▸ **SET TASK**
Substitute "whiskey bottle" for every occurrence of "liquor bottle" in the entries below and reproduce them otherwise unchanged, leaving out the pictures.

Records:
####
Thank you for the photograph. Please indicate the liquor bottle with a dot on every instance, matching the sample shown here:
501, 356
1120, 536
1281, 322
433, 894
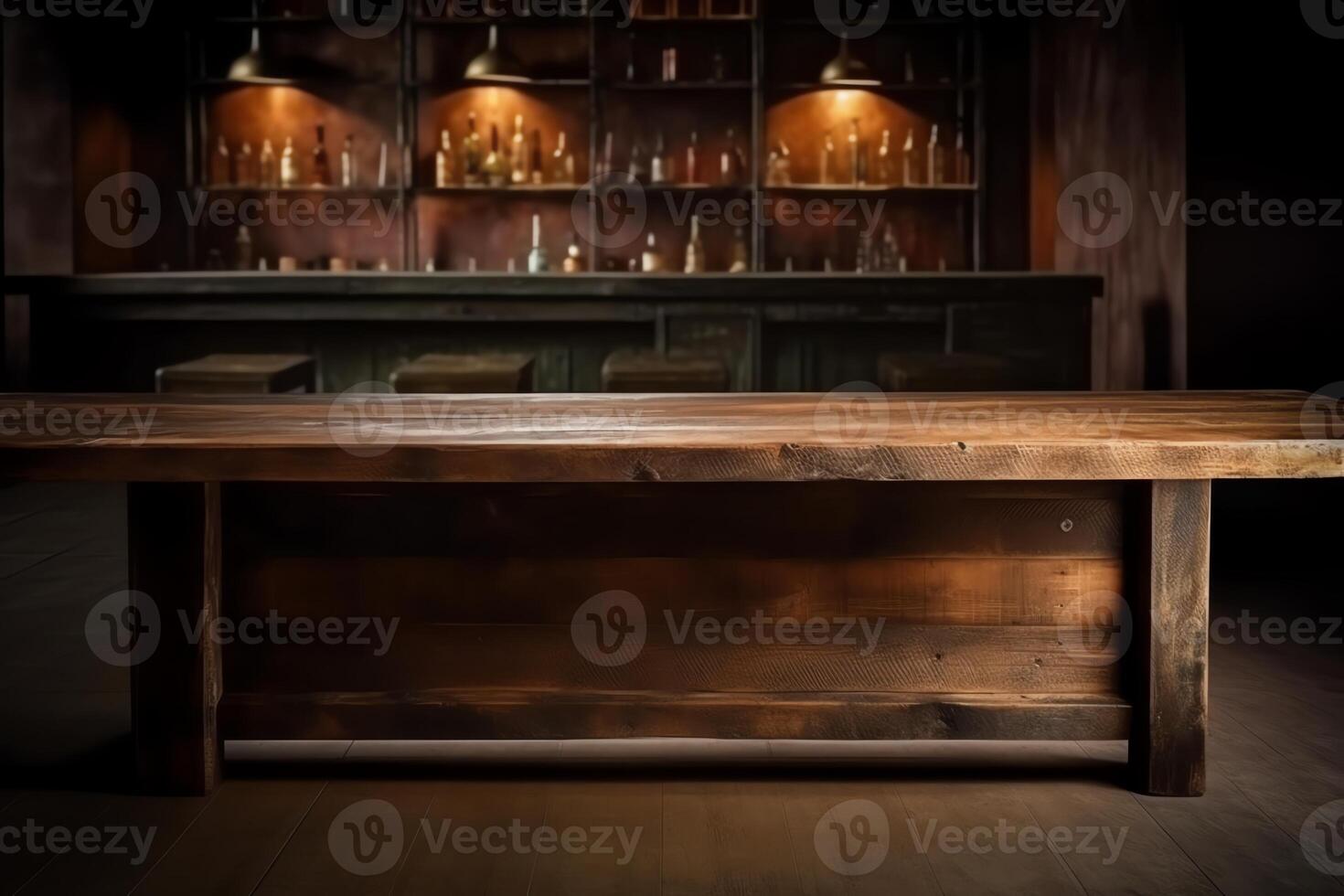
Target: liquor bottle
####
▸ **EXERCISE RESPONSE**
Thank you for the photograph. Please indicate the whiskey bottle with a dot on every instance, matching the sample shown here:
501, 356
1120, 536
1281, 322
433, 894
Target: whiskey bottle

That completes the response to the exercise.